*** Opening DATA FOR THE TASK ***

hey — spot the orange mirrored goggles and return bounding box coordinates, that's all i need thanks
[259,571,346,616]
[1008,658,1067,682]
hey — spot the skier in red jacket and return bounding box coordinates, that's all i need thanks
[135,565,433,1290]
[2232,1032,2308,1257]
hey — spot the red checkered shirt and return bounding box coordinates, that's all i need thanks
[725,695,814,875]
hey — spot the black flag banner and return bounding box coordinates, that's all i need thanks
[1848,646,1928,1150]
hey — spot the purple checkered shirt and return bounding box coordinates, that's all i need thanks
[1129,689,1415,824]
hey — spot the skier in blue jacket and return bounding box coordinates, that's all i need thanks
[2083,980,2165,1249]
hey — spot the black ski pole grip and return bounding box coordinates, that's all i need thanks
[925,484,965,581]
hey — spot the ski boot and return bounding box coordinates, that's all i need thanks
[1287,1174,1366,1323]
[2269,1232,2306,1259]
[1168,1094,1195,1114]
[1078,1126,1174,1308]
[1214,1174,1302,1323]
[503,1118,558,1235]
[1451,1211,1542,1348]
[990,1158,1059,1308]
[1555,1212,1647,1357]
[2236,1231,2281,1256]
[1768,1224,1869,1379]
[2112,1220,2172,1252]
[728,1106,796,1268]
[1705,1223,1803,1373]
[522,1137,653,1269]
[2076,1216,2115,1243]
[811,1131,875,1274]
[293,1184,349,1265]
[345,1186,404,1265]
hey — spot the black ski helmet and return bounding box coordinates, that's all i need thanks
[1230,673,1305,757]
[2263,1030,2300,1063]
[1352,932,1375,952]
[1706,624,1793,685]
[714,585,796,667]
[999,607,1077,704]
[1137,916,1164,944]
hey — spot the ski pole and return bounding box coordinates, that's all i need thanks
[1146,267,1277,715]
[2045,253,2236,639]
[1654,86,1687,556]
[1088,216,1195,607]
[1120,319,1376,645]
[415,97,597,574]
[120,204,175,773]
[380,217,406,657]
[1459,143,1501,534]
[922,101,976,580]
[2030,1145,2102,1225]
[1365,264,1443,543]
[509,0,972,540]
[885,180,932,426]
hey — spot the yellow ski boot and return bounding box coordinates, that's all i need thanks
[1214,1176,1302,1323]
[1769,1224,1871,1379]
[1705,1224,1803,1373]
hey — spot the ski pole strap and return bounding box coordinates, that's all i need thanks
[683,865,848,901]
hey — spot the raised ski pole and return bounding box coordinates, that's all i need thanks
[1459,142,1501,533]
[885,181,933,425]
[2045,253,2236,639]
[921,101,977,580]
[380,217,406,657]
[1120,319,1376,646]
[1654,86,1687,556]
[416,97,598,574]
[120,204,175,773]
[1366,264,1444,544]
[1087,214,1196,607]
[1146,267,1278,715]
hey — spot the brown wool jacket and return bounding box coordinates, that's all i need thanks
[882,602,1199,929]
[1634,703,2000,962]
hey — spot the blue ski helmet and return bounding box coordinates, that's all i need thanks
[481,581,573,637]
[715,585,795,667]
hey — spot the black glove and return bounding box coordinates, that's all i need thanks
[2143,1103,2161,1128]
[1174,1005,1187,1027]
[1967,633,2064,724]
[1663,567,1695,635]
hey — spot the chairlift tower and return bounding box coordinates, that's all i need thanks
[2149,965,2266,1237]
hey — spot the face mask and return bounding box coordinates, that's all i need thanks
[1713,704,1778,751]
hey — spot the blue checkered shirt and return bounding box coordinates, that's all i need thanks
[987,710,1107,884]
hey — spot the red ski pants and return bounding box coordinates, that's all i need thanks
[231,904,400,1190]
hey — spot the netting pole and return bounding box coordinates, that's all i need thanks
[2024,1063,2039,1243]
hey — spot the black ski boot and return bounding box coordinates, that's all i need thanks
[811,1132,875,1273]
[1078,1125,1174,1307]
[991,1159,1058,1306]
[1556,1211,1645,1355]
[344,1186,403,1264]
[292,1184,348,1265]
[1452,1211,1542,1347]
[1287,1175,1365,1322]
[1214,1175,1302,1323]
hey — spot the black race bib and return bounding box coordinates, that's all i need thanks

*** Closing DATA FOR THE TASK ***

## WORK INSTRUCTIONS
Each record above must be given again exactly as written.

## WRITTEN REPLY
hey — spot the orange mirrored goggles and return bounding box coordinates, that's all i need thanks
[259,571,346,616]
[1008,658,1067,682]
hey — spot the skier in red jacket and return bounding box coordinates, that's all i need thanks
[135,565,433,1290]
[2232,1032,2308,1257]
hey — spot the red checkered shirt and return bounding box coordinates, that's all i need thanks
[725,695,814,875]
hey — spot the black flag banner and return bounding box coordinates, that's all i need thanks
[1848,646,1928,1150]
hey — spot the purple checkered shirt and return bounding box coordinates, that's all i need thanks
[1129,689,1415,824]
hey — spot the skier in blue jacket and return bounding box coordinates, that's all i need thanks
[2083,980,2165,1249]
hey — spot the black ski pole grip and return bounding box coordinates, that's all i need thanks
[925,484,965,581]
hey — spot the ski boot and return bounding box coordinates, that's all i need thanks
[1287,1174,1366,1323]
[2269,1232,2306,1259]
[1168,1094,1195,1114]
[1078,1126,1174,1308]
[1214,1174,1302,1323]
[503,1118,558,1235]
[1451,1211,1542,1348]
[990,1158,1059,1308]
[1555,1212,1647,1357]
[2236,1231,2281,1256]
[1768,1224,1869,1379]
[2112,1220,2172,1252]
[728,1106,796,1268]
[1705,1223,1803,1373]
[522,1137,653,1269]
[2076,1216,2115,1243]
[811,1131,875,1274]
[293,1184,349,1265]
[345,1186,404,1265]
hey — spot the black ski helmet and return bounding box coordinates, that's all i need thanks
[1230,673,1305,757]
[2263,1030,2300,1063]
[1352,932,1375,952]
[1706,624,1793,685]
[714,585,796,667]
[999,607,1077,704]
[1137,916,1164,944]
hey — spot the ski pole and return bounding box coordinates, that's all i need thanks
[1146,267,1277,715]
[2045,253,2236,639]
[1654,86,1687,556]
[1088,216,1195,607]
[1120,319,1376,645]
[415,97,597,574]
[120,204,175,773]
[380,217,406,657]
[1459,143,1501,534]
[922,101,976,580]
[2030,1145,2102,1225]
[1365,264,1443,543]
[509,0,972,540]
[885,180,932,426]
hey — spot the yellow ski boot and return bounding box coordinates, that's all i need thanks
[1214,1176,1302,1323]
[1769,1224,1871,1379]
[1705,1224,1803,1373]
hey — spot the ski pole strap and return bounding box coordinates, that's all i need thanks
[683,865,848,901]
hey — spot the raised ski pole and return bounding box coordinates, that's all i need thanks
[1459,142,1501,533]
[885,181,933,425]
[2045,253,2236,639]
[921,101,977,580]
[380,217,406,657]
[1120,319,1376,646]
[1654,86,1687,556]
[416,97,598,574]
[120,204,175,773]
[1366,264,1444,544]
[1087,214,1196,607]
[1146,267,1278,715]
hey — spot the brown wool jacket and return bounding box coordinates, that's all i need thanks
[882,602,1199,929]
[1634,703,2000,962]
hey — spot the blue ski helmet and return bounding box coordinates, that's all i need thanks
[481,581,573,637]
[715,585,795,667]
hey — spot the black glove and return bounding box coordinates, that's all i need thanks
[2143,1103,2161,1128]
[1174,1005,1187,1027]
[1967,633,2064,724]
[1663,567,1695,635]
hey — spot the chairlift tower and return bounding box coordinates, that's all i need thanks
[2149,965,2266,1237]
hey — spot the face mask and return bounding box coordinates, that's all i need thanks
[1713,704,1778,751]
hey — spot the blue checkered shirt and return bounding box coordinates, that's all i need thanks
[987,710,1107,884]
hey — spot the red ski pants and return bounding box coordinates, that's all i need thanks
[231,904,400,1190]
hey — spot the netting pole and return bounding box coordinates, that's all i need thanks
[2024,1063,2039,1243]
hey — spot the black ski boot and return bounding box coordinates, that's all i need thanks
[811,1132,875,1273]
[1078,1125,1174,1307]
[991,1159,1058,1306]
[1556,1211,1645,1355]
[344,1186,403,1264]
[292,1184,348,1265]
[1452,1211,1542,1347]
[1287,1175,1365,1322]
[1214,1175,1302,1323]
hey — spot the black race bib and return bounding box coordinates, that's all i need thanks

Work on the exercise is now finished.